EXERCISE DETAILS:
Nothing but a number should be given: how many lines in the entries below include the string "tall".

Stored entries:
# # # # # # #

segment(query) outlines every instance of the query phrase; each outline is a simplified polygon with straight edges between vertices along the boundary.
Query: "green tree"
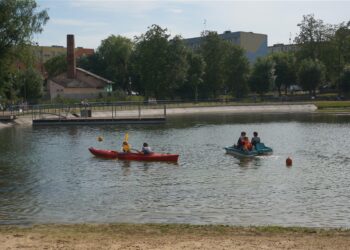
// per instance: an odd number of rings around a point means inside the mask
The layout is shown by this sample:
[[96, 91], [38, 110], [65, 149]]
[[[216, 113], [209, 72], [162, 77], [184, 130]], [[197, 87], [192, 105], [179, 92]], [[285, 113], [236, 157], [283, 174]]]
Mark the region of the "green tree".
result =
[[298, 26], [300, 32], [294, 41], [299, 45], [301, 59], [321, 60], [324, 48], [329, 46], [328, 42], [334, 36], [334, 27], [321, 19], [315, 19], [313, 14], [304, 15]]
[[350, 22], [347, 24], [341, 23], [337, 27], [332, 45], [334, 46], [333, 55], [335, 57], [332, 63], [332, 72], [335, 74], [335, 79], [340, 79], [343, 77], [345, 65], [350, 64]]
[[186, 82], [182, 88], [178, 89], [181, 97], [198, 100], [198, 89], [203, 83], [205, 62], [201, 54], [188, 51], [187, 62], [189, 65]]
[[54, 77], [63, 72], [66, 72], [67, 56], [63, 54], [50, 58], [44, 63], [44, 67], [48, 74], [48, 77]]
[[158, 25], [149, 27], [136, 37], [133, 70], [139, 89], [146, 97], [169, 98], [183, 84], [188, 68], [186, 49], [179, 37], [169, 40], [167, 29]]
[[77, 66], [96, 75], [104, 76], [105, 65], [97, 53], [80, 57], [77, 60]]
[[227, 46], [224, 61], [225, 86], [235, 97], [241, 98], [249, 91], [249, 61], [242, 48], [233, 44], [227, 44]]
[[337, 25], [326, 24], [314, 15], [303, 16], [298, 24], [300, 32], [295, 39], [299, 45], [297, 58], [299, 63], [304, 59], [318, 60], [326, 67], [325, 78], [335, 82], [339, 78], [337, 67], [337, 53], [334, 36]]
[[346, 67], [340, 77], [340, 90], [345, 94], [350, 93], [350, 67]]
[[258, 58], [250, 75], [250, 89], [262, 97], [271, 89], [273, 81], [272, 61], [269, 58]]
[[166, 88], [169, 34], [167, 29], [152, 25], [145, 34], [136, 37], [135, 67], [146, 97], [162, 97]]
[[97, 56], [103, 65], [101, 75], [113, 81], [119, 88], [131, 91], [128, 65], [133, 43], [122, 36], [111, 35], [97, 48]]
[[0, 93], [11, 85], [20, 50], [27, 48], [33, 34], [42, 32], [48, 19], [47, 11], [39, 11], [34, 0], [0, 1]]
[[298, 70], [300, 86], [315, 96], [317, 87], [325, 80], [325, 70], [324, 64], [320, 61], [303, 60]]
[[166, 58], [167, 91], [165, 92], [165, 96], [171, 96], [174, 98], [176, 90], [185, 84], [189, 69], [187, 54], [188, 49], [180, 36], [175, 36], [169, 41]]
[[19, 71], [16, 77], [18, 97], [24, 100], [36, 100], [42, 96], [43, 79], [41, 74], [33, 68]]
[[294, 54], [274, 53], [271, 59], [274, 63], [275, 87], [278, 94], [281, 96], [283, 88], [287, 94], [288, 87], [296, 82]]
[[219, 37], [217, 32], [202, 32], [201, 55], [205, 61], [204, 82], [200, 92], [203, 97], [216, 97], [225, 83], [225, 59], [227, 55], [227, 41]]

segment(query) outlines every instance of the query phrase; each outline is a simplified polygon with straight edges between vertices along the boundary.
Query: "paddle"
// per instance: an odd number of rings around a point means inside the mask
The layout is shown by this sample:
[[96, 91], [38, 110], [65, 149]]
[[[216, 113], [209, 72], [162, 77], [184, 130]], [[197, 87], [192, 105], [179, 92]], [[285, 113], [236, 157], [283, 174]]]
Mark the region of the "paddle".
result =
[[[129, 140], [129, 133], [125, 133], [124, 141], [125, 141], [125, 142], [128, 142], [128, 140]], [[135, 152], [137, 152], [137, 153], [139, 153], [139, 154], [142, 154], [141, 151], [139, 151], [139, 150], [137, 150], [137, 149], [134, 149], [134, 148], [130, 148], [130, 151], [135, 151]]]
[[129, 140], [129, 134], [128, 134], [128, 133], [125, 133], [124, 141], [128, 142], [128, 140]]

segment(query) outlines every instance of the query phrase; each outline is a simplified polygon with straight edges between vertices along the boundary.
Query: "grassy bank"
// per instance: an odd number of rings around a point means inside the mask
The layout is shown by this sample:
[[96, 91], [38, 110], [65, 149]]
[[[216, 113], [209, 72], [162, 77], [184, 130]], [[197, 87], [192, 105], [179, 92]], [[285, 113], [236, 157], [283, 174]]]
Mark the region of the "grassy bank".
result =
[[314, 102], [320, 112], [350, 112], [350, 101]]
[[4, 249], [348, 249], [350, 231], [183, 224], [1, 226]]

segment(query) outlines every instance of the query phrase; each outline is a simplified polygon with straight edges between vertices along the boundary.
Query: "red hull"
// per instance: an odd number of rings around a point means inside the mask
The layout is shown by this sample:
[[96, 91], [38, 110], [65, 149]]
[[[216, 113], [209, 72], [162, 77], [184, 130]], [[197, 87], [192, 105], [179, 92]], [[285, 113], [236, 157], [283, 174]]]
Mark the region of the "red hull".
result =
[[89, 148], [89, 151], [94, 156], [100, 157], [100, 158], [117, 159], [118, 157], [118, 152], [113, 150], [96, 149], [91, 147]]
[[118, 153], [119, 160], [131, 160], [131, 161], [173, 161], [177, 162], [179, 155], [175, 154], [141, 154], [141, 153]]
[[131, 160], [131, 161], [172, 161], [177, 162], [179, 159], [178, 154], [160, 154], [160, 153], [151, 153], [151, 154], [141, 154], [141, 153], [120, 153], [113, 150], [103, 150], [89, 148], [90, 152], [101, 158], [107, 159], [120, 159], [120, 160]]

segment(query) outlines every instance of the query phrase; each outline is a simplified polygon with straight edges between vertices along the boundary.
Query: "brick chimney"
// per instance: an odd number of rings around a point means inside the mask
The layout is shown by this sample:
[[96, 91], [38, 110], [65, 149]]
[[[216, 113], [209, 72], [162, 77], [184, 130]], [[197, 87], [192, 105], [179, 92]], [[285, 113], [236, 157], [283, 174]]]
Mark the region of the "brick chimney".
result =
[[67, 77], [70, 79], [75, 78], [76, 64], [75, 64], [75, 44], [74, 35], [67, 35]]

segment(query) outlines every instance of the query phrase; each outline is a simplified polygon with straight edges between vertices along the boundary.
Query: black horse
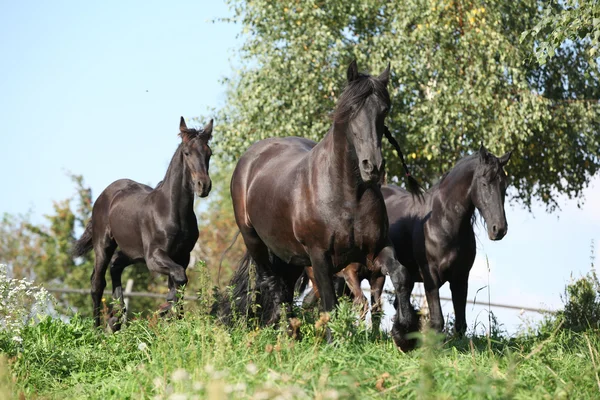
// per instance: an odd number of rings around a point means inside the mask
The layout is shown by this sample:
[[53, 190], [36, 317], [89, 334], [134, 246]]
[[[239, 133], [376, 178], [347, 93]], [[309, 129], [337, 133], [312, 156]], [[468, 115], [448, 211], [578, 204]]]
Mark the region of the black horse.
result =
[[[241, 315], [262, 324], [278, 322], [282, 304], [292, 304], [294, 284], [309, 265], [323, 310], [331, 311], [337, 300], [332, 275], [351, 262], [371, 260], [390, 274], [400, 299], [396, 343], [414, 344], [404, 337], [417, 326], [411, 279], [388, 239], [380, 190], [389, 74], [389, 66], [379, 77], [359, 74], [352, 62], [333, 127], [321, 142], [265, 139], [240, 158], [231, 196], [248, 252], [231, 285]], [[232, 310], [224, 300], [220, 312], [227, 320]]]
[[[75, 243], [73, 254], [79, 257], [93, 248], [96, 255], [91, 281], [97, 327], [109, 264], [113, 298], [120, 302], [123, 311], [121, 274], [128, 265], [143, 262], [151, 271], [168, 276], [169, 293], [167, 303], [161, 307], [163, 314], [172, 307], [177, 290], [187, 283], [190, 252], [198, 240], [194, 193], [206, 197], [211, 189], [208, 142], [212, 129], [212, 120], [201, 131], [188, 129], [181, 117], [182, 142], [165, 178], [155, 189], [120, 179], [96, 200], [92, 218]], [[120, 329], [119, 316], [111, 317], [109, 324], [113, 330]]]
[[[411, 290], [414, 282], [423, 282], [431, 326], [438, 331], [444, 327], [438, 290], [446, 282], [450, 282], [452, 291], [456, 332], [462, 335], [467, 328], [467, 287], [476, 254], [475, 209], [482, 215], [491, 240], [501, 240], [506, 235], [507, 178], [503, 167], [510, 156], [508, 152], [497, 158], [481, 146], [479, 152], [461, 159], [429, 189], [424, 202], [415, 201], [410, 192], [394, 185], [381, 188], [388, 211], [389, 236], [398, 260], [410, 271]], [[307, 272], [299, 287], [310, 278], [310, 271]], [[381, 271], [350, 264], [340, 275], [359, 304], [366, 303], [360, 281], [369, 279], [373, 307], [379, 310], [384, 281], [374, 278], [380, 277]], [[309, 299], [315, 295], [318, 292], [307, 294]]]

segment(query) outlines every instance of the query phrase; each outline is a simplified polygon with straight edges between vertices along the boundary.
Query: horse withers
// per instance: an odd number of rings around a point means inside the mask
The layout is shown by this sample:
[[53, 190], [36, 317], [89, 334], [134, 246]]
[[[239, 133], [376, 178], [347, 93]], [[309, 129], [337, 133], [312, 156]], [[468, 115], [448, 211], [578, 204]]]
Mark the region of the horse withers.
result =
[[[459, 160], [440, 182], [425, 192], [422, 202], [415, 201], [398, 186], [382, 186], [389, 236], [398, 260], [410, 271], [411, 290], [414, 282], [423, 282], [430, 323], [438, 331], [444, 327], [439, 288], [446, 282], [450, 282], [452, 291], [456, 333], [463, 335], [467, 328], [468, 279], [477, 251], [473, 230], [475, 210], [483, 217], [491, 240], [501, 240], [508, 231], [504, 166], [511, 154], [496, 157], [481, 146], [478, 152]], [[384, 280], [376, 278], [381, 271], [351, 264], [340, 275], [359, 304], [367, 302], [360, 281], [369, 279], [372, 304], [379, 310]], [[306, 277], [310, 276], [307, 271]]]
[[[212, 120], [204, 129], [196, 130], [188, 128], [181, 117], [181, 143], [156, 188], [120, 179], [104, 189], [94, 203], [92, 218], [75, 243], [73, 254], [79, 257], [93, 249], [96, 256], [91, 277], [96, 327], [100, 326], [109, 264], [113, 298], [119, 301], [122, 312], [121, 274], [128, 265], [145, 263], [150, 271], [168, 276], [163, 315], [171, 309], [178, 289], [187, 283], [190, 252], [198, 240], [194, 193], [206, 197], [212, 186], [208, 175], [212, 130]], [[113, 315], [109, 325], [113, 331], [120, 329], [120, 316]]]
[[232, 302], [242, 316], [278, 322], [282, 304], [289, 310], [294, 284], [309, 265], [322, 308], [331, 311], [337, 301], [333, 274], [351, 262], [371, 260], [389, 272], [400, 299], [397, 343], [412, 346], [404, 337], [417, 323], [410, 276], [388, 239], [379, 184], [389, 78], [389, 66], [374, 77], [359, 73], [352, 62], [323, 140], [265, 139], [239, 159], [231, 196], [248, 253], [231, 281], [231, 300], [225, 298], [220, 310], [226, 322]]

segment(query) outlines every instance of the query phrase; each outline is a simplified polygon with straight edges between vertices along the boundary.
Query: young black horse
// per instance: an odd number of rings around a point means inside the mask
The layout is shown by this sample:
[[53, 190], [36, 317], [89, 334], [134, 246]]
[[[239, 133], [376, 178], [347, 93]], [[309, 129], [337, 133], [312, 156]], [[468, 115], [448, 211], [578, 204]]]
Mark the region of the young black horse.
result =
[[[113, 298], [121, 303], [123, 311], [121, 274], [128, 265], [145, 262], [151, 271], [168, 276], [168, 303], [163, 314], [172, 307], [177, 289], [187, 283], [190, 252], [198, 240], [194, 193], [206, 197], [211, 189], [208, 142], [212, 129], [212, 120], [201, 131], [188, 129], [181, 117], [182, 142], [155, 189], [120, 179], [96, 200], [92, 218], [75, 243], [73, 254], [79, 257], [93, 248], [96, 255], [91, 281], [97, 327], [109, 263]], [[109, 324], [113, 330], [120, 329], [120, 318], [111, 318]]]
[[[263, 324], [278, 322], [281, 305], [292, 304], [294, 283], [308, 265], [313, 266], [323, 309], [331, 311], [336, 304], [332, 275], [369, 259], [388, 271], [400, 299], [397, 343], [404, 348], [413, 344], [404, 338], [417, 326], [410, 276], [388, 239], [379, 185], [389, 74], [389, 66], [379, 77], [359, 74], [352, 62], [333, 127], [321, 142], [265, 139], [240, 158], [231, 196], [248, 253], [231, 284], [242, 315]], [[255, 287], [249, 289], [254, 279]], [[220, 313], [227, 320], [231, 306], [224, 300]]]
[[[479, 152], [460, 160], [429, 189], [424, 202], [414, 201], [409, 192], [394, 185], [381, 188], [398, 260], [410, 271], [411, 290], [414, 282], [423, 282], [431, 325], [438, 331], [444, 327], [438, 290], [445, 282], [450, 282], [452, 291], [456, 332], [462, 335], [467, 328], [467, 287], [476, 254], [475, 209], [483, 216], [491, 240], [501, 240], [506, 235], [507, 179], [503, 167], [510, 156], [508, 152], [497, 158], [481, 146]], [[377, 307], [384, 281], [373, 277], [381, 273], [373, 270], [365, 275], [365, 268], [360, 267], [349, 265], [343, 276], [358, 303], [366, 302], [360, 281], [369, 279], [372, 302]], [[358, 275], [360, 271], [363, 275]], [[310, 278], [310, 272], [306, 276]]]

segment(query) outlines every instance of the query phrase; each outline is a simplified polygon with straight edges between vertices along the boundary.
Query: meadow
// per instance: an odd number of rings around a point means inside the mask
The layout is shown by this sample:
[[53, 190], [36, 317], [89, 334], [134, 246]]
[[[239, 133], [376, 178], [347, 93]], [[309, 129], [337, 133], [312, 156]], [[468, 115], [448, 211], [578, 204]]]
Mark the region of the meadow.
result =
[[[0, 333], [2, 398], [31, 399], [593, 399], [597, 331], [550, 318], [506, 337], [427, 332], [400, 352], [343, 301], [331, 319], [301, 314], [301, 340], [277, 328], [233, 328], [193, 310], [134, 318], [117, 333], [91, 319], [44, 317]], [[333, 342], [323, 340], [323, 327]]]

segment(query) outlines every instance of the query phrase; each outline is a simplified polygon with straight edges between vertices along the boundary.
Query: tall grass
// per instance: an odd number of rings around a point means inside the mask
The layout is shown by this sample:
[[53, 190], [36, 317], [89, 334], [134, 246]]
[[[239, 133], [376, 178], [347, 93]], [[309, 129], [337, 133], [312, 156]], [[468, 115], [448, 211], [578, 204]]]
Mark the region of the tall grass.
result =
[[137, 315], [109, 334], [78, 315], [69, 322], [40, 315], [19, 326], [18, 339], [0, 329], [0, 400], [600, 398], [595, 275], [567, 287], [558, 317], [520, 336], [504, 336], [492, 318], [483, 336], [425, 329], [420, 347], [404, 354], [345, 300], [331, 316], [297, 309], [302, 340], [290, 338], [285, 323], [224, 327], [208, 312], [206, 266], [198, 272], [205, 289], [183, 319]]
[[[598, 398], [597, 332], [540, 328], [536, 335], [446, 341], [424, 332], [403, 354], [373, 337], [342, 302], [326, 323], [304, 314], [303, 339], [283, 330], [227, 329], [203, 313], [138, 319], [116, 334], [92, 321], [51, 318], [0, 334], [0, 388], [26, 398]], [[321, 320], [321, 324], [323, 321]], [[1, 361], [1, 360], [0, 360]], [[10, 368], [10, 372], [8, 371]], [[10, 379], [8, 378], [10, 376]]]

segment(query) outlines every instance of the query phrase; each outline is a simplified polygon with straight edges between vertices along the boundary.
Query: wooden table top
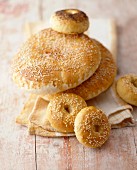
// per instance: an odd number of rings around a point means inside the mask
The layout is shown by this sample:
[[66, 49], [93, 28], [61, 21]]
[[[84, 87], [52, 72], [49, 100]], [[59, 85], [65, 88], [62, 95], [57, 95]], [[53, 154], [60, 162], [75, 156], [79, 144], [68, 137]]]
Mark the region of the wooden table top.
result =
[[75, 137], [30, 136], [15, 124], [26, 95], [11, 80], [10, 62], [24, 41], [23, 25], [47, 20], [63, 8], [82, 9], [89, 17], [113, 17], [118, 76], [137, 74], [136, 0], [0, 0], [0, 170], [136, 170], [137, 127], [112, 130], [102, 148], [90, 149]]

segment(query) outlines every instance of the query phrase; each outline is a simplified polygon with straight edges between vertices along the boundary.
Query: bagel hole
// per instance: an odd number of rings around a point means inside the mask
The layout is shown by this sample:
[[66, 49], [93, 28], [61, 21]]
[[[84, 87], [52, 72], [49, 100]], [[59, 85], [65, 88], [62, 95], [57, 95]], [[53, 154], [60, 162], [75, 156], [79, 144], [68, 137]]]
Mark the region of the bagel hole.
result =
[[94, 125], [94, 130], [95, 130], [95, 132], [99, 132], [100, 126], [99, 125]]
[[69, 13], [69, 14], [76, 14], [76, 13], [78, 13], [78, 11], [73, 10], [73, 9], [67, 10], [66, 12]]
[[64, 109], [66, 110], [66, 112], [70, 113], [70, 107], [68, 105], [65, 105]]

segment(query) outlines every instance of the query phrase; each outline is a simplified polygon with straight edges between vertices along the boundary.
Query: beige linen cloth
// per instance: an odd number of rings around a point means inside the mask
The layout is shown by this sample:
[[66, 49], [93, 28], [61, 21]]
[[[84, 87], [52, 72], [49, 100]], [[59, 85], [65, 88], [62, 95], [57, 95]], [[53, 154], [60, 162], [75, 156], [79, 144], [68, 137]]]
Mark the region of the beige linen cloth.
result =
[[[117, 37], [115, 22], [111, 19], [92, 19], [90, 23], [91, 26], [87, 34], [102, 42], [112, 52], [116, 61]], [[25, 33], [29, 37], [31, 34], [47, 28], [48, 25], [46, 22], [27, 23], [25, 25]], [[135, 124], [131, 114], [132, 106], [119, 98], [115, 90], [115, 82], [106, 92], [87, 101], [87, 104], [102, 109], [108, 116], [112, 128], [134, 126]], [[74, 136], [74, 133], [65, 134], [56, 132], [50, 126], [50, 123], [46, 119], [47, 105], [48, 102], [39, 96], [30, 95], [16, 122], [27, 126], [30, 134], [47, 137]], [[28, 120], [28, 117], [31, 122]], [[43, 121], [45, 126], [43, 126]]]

# # # # # # #

WRITTEN ANSWER:
2